(Material for this exercise)

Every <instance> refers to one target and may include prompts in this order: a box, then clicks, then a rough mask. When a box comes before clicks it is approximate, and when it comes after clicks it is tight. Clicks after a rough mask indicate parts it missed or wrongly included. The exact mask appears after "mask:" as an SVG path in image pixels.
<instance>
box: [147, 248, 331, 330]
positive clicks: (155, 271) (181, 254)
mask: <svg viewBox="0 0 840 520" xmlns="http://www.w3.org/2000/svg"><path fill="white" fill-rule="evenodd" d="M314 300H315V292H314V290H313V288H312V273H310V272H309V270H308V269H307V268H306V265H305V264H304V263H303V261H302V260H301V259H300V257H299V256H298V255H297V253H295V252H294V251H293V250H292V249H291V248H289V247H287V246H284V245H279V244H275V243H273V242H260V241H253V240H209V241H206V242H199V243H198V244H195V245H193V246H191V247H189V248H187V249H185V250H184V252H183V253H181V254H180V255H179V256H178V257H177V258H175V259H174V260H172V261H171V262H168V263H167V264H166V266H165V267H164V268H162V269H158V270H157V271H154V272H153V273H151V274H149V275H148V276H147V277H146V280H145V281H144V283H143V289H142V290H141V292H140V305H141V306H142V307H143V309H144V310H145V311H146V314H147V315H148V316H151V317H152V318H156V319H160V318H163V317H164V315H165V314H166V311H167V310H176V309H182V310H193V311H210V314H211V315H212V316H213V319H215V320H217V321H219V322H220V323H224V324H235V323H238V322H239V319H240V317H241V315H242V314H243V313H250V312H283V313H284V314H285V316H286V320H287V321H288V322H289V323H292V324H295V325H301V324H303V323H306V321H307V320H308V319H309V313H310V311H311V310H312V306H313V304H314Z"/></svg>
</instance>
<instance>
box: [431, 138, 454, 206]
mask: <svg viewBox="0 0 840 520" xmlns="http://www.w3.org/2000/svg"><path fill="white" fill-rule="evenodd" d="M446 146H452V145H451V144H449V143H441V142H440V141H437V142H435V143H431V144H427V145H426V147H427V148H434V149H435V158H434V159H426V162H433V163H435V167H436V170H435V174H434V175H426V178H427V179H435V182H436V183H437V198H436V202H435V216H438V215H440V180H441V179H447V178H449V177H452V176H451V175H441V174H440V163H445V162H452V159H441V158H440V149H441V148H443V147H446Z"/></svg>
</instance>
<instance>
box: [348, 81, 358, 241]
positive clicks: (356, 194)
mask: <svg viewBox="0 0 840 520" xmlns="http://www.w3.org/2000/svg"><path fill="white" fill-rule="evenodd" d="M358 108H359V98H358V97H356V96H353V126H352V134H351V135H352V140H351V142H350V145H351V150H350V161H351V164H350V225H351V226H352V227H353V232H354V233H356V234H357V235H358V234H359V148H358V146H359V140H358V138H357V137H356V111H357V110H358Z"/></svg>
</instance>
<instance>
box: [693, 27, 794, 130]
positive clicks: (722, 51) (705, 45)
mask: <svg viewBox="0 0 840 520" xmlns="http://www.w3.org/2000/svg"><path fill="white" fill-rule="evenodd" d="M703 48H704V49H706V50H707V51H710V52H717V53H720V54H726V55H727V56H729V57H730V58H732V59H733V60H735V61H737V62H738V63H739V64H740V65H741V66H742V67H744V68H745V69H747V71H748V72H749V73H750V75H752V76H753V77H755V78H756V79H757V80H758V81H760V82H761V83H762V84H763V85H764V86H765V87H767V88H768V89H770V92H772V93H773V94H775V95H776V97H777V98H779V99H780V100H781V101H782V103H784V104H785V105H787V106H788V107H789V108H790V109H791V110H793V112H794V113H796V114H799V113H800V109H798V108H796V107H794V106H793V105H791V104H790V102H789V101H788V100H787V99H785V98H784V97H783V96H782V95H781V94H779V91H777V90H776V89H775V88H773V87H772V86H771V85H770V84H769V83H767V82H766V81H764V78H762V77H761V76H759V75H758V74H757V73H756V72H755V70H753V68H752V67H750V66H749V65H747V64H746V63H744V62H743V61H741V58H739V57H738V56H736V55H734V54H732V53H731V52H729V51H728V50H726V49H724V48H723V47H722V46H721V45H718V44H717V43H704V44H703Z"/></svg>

(End Material for this exercise)

* **What you will do**
The answer must be an exact copy of every entry.

* **Task result**
Every <instance> refers to one target and may include prompts in this order: a box, then clicks, then a rough mask. When a box comes before clicks it is approximate, and when it comes after clicks it is tight. Clicks after a rough mask indicate parts it missed or wrongly included. The exact mask appears after "mask:" as an SVG path in image pixels.
<instance>
box: [147, 248, 331, 330]
positive clicks: (155, 271) (181, 254)
mask: <svg viewBox="0 0 840 520" xmlns="http://www.w3.org/2000/svg"><path fill="white" fill-rule="evenodd" d="M314 300H315V292H314V290H313V288H312V273H310V272H309V270H308V269H307V268H306V265H305V264H304V263H303V261H302V260H301V259H300V257H299V256H298V255H297V253H295V252H294V251H293V250H292V249H291V248H289V247H287V246H284V245H279V244H275V243H273V242H260V241H253V240H209V241H206V242H199V243H198V244H195V245H193V246H191V247H189V248H187V249H185V250H184V252H183V253H181V254H180V255H179V256H178V257H177V258H175V259H174V260H172V261H171V262H168V263H167V264H166V266H165V267H164V268H162V269H158V270H157V271H154V272H153V273H151V274H149V275H148V276H147V277H146V280H145V281H144V283H143V289H142V290H141V292H140V305H141V306H142V307H143V309H144V310H145V311H146V314H147V315H148V316H151V317H152V318H156V319H160V318H163V317H164V315H165V314H166V311H167V310H176V309H182V310H193V311H210V314H211V315H212V316H213V319H215V320H217V321H219V322H220V323H224V324H235V323H238V322H239V319H240V317H241V315H242V314H243V313H250V312H283V313H284V314H285V316H286V320H287V321H288V322H289V323H292V324H295V325H301V324H303V323H306V321H307V320H308V319H309V313H310V311H311V310H312V306H313V304H314Z"/></svg>
</instance>
<instance>
box: [431, 138, 454, 206]
mask: <svg viewBox="0 0 840 520" xmlns="http://www.w3.org/2000/svg"><path fill="white" fill-rule="evenodd" d="M446 146H452V145H451V144H449V143H441V142H440V141H437V142H435V143H431V144H427V145H426V147H427V148H434V149H435V158H434V159H426V162H433V163H435V167H436V170H435V174H434V175H426V178H427V179H435V182H436V183H437V198H436V202H435V216H438V215H440V180H441V179H447V178H449V177H452V176H451V175H441V174H440V163H445V162H452V159H441V158H440V149H441V148H443V147H446Z"/></svg>
</instance>
<instance>
box: [348, 81, 358, 241]
positive clicks: (356, 194)
mask: <svg viewBox="0 0 840 520" xmlns="http://www.w3.org/2000/svg"><path fill="white" fill-rule="evenodd" d="M358 108H359V98H358V97H356V96H353V126H352V134H351V135H352V140H351V142H350V145H351V150H350V161H351V164H350V225H351V226H352V227H353V232H354V233H356V234H357V235H358V234H359V148H358V146H359V140H358V138H357V137H356V111H357V110H358Z"/></svg>
</instance>
<instance>
box: [693, 27, 794, 130]
positive clicks: (722, 51) (705, 45)
mask: <svg viewBox="0 0 840 520" xmlns="http://www.w3.org/2000/svg"><path fill="white" fill-rule="evenodd" d="M703 48H704V49H706V50H707V51H710V52H717V53H720V54H726V55H727V56H729V57H730V58H732V59H733V60H735V61H737V62H738V63H739V64H740V65H741V66H742V67H744V68H745V69H747V71H748V72H749V73H750V75H752V76H753V77H755V78H756V79H757V80H758V81H760V82H761V83H762V84H763V85H764V86H765V87H767V88H768V89H770V92H772V93H773V94H775V95H776V97H777V98H779V99H780V100H781V101H782V103H784V104H785V105H787V106H788V107H789V108H790V109H791V110H793V112H794V113H796V114H799V113H800V109H798V108H796V107H794V106H793V105H791V104H790V102H789V101H788V100H787V99H785V98H784V97H783V96H782V95H781V94H779V91H777V90H776V89H775V88H773V87H772V86H771V85H770V84H769V83H767V82H766V81H764V78H762V77H761V76H759V75H758V74H757V73H756V72H755V70H753V68H752V67H750V66H749V65H747V64H746V63H744V62H743V61H741V58H739V57H738V56H736V55H734V54H732V53H731V52H729V51H728V50H726V49H724V48H723V47H722V46H721V45H718V44H717V43H704V44H703Z"/></svg>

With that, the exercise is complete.